*Given exercise*:
Reproduce the records below verbatim, starting at the line that contains "Could you please point out the person sitting in" and continuing through the last record, with both ends included.

--- Start of Provided data ---

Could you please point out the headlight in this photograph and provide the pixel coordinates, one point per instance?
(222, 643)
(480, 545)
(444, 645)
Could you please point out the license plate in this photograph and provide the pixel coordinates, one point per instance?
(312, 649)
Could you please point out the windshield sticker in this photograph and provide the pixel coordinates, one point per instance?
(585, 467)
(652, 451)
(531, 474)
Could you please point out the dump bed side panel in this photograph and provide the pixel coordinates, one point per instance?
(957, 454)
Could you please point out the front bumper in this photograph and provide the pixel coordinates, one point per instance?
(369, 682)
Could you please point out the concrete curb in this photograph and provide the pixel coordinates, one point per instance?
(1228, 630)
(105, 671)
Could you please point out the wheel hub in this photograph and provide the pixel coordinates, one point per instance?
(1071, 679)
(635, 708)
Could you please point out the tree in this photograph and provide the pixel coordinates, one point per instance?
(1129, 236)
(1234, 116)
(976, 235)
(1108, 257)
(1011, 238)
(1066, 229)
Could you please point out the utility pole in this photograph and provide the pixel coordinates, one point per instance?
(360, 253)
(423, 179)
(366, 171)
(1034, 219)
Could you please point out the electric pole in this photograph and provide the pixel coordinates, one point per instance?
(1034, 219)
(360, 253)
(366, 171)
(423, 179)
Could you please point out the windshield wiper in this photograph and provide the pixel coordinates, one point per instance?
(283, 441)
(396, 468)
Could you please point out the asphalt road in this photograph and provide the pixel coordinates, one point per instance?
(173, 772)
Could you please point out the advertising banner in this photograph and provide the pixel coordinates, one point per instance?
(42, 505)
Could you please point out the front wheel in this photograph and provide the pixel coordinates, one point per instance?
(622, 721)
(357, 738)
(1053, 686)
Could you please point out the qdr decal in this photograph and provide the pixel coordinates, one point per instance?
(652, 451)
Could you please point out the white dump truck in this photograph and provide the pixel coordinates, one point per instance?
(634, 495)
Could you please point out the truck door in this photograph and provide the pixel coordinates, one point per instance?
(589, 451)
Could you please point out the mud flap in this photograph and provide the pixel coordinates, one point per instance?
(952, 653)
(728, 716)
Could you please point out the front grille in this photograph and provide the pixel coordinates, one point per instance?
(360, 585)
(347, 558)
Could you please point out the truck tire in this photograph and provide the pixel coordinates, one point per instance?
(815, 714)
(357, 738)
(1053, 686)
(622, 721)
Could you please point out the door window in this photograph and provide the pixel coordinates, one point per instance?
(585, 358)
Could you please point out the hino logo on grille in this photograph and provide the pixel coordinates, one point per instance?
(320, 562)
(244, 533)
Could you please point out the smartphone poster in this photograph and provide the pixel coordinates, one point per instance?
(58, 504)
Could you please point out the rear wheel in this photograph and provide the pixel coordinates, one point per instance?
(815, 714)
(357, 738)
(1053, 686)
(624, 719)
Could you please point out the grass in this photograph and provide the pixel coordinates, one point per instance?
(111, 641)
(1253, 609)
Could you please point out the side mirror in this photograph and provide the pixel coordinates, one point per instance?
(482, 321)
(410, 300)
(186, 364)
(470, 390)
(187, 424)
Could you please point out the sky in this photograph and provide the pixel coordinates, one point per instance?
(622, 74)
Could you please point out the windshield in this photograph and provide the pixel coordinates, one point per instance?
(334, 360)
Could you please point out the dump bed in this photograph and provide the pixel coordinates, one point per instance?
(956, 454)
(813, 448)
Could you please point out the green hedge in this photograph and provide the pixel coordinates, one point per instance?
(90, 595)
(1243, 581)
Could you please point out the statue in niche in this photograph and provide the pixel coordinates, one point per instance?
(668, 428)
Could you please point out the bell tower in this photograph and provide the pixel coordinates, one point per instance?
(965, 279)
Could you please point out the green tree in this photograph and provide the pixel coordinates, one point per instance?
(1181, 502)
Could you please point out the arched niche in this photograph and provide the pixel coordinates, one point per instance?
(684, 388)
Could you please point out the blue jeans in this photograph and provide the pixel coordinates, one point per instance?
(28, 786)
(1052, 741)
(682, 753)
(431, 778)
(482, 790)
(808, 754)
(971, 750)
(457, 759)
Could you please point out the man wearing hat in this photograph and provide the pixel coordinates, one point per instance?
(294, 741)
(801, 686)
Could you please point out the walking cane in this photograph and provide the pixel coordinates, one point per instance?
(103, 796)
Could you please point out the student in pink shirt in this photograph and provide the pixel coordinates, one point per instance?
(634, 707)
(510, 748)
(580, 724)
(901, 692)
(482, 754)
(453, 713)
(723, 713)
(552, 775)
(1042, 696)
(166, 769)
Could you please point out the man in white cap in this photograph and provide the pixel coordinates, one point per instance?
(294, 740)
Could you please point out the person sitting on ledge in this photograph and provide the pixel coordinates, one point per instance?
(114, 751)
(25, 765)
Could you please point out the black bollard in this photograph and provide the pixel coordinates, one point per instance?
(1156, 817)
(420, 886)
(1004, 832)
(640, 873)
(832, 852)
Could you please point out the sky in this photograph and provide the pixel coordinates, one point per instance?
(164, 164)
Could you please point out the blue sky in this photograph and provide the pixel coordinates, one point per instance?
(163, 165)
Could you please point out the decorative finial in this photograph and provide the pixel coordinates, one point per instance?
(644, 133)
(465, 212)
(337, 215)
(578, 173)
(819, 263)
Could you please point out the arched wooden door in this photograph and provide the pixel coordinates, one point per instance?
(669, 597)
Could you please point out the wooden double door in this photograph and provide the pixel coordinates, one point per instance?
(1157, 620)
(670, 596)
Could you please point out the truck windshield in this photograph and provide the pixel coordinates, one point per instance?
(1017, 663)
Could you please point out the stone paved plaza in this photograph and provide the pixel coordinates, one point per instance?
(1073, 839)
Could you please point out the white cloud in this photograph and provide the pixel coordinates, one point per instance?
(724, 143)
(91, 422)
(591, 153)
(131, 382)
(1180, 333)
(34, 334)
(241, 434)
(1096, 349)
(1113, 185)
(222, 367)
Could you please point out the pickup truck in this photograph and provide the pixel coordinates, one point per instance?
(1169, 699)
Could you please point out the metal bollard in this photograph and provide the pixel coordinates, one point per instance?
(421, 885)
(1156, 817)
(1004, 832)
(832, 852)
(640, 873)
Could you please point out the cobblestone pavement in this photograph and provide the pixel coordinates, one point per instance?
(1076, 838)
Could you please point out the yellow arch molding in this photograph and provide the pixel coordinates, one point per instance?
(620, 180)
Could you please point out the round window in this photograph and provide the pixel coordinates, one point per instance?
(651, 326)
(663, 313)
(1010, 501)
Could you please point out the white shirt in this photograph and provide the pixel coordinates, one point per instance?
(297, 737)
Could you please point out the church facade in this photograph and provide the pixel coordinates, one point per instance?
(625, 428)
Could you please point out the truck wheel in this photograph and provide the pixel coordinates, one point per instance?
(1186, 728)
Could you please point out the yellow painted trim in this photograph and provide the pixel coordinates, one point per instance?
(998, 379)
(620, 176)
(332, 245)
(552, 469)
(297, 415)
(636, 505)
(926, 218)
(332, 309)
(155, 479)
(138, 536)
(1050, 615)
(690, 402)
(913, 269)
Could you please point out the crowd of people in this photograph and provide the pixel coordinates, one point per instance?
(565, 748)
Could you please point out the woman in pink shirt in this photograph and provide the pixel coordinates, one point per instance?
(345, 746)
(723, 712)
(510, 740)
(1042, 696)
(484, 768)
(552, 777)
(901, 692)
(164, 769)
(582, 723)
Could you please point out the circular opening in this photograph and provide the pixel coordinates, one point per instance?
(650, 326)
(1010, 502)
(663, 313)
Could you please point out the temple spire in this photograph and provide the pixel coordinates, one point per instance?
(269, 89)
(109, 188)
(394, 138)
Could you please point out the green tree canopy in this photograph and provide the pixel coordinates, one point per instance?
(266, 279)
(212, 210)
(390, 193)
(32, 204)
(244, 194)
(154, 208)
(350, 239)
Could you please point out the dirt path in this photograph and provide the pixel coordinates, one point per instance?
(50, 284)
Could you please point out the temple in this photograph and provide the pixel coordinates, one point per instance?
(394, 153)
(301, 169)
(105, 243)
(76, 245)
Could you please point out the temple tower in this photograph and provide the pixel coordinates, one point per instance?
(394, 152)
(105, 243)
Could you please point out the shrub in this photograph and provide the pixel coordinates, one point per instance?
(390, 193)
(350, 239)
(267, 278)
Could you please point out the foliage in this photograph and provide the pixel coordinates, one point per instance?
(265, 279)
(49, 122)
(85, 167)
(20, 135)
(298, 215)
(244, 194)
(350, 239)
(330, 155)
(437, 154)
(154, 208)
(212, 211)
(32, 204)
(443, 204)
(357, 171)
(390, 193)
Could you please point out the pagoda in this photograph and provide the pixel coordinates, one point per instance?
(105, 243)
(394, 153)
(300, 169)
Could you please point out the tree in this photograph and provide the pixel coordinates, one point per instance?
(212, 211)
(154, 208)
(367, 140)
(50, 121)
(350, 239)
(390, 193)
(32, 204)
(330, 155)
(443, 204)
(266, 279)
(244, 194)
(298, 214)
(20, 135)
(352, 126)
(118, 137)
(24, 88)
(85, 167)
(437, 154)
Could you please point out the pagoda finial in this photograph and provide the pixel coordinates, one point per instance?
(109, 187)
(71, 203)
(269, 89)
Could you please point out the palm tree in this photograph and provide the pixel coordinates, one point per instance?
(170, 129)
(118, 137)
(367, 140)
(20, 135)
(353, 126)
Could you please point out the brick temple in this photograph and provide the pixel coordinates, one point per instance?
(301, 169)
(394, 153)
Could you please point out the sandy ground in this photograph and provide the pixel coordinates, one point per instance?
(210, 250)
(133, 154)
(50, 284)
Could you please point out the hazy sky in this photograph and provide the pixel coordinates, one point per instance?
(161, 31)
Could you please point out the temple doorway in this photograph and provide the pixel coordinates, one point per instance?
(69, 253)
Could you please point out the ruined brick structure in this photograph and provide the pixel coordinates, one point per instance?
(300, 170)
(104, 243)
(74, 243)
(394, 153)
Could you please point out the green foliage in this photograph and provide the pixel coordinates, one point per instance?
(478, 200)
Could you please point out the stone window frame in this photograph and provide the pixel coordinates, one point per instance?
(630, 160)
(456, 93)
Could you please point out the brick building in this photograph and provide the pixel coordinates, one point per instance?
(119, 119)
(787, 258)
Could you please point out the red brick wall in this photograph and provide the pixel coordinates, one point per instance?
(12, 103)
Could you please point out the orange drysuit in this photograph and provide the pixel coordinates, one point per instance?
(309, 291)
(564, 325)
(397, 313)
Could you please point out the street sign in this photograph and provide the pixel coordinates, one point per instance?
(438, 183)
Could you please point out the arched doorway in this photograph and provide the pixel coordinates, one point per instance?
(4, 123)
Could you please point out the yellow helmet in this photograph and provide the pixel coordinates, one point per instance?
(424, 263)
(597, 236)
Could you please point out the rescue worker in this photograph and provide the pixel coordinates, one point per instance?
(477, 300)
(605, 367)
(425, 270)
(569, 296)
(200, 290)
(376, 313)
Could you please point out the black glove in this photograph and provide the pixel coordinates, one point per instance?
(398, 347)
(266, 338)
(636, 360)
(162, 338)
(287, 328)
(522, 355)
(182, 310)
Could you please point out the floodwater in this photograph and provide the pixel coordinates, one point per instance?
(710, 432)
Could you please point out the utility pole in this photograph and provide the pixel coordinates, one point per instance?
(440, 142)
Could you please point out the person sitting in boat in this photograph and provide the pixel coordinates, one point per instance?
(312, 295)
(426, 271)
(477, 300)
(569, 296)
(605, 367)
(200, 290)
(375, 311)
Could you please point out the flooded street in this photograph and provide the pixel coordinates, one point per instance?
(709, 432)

--- End of Provided data ---

*Output of the exercise*:
Could you please point out the person sitting in boat in this photograph and provide the pixel coordinates, one point per instance?
(312, 295)
(426, 271)
(477, 300)
(569, 296)
(605, 367)
(200, 290)
(375, 311)
Could you please point out the flooded street in this photograph and provide the pixel coordinates, one point per instance?
(709, 432)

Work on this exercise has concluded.